Testo dell'esercizio
La giustizia sociale spiegata a Letta
Caro Pd, un partito progressista ed europeista non può abbracciare il socialismo strampalato di Sanders e Ocasio-Cortez. Uno sviluppo giusto della società non si costruisce colpendo la creazione di ricchezza
La giustizia sociale, verrebbe da dire a Enrico Letta, che promuove un ritorno del Pd e dei progressisti ai sani, vecchi princìpi della redistribuzione messi in ombra dal capitalismo globalizzato e mercatista degli ultimi decenni, non si realizza perseguendola. Fosse così semplice, avrebbero funzionato perfettamente i mezzi della pianificazione economica, del dirigismo di stato, del peronismo selvaggio: erano mezzi orientati alla produzione di giustizia sociale, in teoria.
Invece la lezione della storia a cavallo dei due secoli nostri dice che uno sviluppo giusto della società non si costruisce colpendo la creazione di ricchezza, sempre sospetta di essere mera percezione di rendita o privilegio, e umiliando le élite cosmopolite che coltivano i loro interessi legittimi in regime di circolazione libera dei capitali, né si realizza predicando un personalismo comunitario della dignità, molto vicino a un confuso moralismo filosofico, nato negli anni Trenta del Novecento in opposizione al conformismo totalitario dei fascismi e del socialismo reale Lo sforzo del nuovo segretario del maggior partito della sinistra italiana è di competere con il riflusso populista che ha scippato ai progressisti la rappresentanza di interessi lesi dallo sviluppo consegnandola alle destre rampanti, sforzo encomiabile. Il sospetto è che, concepito come emerge da un suo recente scritto, sia una fatica di Sisifo.

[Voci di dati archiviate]

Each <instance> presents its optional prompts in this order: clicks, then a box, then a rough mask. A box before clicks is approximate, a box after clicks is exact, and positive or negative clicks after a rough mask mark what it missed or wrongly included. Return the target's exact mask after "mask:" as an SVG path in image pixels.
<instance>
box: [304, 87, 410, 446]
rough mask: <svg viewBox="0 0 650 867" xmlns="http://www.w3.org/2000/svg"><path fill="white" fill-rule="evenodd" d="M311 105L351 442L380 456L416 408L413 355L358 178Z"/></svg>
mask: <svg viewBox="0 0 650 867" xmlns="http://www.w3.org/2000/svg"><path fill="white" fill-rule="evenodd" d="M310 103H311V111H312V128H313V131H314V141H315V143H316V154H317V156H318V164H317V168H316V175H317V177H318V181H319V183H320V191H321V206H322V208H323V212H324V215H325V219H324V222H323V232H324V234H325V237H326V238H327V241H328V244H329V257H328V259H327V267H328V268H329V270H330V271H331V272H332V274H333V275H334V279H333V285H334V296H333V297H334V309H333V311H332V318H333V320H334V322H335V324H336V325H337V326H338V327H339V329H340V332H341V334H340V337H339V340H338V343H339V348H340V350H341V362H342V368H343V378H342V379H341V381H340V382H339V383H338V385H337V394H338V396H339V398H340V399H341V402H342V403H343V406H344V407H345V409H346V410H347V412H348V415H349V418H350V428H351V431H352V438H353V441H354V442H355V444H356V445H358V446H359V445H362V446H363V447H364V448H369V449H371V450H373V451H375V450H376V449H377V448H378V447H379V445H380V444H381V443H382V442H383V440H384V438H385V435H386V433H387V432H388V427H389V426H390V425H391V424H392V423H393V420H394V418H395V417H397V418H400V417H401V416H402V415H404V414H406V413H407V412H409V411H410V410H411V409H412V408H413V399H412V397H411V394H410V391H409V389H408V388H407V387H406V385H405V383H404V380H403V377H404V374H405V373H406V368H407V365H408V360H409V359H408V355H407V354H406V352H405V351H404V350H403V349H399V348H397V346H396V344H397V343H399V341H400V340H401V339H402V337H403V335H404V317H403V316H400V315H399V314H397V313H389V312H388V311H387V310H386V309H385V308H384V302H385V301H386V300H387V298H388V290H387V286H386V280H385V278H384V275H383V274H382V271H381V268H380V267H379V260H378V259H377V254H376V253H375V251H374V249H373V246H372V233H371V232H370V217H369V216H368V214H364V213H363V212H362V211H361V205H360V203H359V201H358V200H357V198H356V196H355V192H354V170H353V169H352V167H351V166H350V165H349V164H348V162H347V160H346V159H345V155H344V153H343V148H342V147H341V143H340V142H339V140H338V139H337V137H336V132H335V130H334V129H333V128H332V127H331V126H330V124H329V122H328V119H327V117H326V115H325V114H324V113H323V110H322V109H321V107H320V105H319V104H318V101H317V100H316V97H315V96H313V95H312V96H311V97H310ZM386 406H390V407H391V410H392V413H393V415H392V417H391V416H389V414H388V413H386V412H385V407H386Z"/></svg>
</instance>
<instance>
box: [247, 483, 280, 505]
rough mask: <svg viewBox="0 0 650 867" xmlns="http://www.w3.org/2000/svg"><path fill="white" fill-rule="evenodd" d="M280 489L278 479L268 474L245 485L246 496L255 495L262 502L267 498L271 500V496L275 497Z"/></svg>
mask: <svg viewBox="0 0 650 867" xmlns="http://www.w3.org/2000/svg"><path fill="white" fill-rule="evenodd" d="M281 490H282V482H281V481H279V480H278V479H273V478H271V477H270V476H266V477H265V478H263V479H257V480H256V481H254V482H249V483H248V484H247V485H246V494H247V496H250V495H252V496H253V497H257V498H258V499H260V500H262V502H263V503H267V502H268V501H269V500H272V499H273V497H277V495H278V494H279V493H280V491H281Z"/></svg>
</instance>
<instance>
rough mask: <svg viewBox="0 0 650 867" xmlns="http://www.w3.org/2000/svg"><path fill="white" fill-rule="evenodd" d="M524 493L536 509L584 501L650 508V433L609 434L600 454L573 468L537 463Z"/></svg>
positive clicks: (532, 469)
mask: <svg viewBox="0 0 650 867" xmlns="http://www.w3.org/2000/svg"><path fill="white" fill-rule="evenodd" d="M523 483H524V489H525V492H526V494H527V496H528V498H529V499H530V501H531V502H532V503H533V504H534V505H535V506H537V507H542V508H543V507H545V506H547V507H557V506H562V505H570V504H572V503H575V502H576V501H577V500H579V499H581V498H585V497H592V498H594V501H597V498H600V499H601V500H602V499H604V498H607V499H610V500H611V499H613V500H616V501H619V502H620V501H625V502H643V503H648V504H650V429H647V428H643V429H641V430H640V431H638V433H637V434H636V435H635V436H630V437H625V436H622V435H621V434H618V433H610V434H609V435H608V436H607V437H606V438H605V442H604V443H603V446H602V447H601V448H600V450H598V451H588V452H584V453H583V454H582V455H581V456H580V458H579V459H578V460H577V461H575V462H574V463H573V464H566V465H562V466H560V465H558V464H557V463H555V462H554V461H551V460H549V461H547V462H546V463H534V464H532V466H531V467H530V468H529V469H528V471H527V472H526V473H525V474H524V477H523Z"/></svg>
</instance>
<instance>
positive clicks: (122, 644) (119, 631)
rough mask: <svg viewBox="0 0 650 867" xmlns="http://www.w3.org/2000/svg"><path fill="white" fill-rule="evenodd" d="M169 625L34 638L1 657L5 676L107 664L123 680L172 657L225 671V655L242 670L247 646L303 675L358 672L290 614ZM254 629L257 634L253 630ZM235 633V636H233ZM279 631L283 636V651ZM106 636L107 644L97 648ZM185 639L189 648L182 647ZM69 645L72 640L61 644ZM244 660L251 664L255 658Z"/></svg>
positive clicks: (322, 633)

Lavoro richiesto
Per favore, trascrivi dall'articolo sulla giustizia sociale tutto il passo che va da "La giustizia sociale spiegata" fino a "sociale, in teoria." incluso.

Risposta
La giustizia sociale spiegata a Letta
Caro Pd, un partito progressista ed europeista non può abbracciare il socialismo strampalato di Sanders e Ocasio-Cortez. Uno sviluppo giusto della società non si costruisce colpendo la creazione di ricchezza
La giustizia sociale, verrebbe da dire a Enrico Letta, che promuove un ritorno del Pd e dei progressisti ai sani, vecchi princìpi della redistribuzione messi in ombra dal capitalismo globalizzato e mercatista degli ultimi decenni, non si realizza perseguendola. Fosse così semplice, avrebbero funzionato perfettamente i mezzi della pianificazione economica, del dirigismo di stato, del peronismo selvaggio: erano mezzi orientati alla produzione di giustizia sociale, in teoria.